>>>>>

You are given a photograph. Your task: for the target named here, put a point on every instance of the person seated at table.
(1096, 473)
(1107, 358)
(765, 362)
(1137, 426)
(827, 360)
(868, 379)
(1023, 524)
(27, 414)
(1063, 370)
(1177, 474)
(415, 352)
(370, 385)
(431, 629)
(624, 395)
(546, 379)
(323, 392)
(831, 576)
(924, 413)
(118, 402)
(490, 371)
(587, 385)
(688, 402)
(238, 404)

<<<<<

**Instruções do exercício**
Apresente todas as linhas do material acima em forma de lista numerada, sem incluir as linhas em branco.

**Resposta correta**
1. You are given a photograph. Your task: for the target named here, put a point on every instance of the person seated at table.
2. (1096, 473)
3. (1107, 358)
4. (765, 362)
5. (1137, 426)
6. (827, 360)
7. (868, 379)
8. (1023, 524)
9. (27, 414)
10. (1063, 370)
11. (1177, 474)
12. (415, 352)
13. (370, 385)
14. (431, 629)
15. (624, 395)
16. (546, 379)
17. (323, 392)
18. (831, 576)
19. (924, 413)
20. (118, 402)
21. (490, 371)
22. (587, 385)
23. (688, 402)
24. (238, 404)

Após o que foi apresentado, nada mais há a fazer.